Begin RECORDS SUPPLIED
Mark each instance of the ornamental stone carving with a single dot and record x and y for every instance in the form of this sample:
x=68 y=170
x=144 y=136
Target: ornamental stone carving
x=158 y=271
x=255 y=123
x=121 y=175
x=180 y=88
End RECORDS SUPPLIED
■ PROBLEM DETAILS:
Copy all of the lines above, unchanged, with one exception: in the lines that follow "Target: ornamental stone carving", add 117 to every x and y coordinate.

■ FINAL RESULT:
Mark each instance of the ornamental stone carving with a single dot and record x and y for every instance in the form of this sample:
x=68 y=170
x=144 y=136
Target: ornamental stone carving
x=275 y=388
x=372 y=240
x=238 y=292
x=297 y=205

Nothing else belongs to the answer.